**What the exercise asks**: In the forum thread on ancient texts below, what does Papyrological Editor's curation cover, according to the thread?

I take 'humanity' here to mean _not_ doing the evils I was talking about - but
which ancient cultures did in fact do in horrible abundance.

------
dr_dshiv
>Trismegistos [TM], called after the famous epithet of Hermes - Thoth, the
Egyptian god of wisdom and writing who also played a major role in Greek
religion and philosophy, is a platform aiming to surmount barriers of language
and discipline in the study of texts from the ancient world... (roughly BC 800
- 800 AD).

>The core component of TM is Trismegistos Texts, currently counting 804,940
entries.

>... Trismegistos increasingly wants to be a platform where information can be
found about all texts from antiquity, thus facilitating cross-cultural and
cross-linguistic research.

>...our aim is to lead people to the partner websites, where more information,
often including also photographs, transliterations and translations of the
texts, can be found.

------
dr_dshiv
At Papyri.info

>Papyrological Editor (PE) enables multi-author, version controlled, peer
reviewed scholarly curation of papyrological texts, translations, commentary,
scholarly metadata, institutional catalog records, bibliography, and images.

All papyri with English translations are here:
[http://papyri.info/search?DATE_MODE=LOOSE&DOCS_PER_PAGE=15&T...](http://papyri.info/search?DATE_MODE=LOOSE&DOCS_PER_PAGE=15&TRANSL=en)

------
goto11
It is said that there are enough unread and uncategorized papyri in museums
around the worlds to keep historians occupied for a century.

**Data segment**:
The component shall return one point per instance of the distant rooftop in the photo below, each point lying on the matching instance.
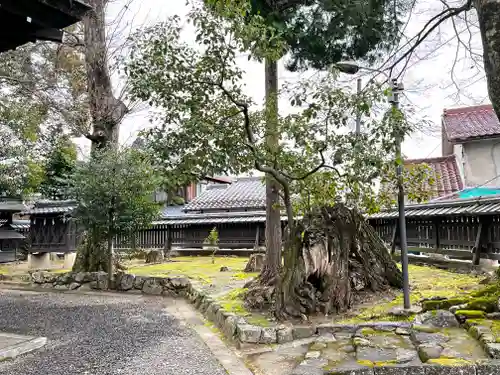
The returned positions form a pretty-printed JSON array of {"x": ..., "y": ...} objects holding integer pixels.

**Task answer**: papyrological texts, translations, commentary, scholarly metadata, institutional catalog records, bibliography, images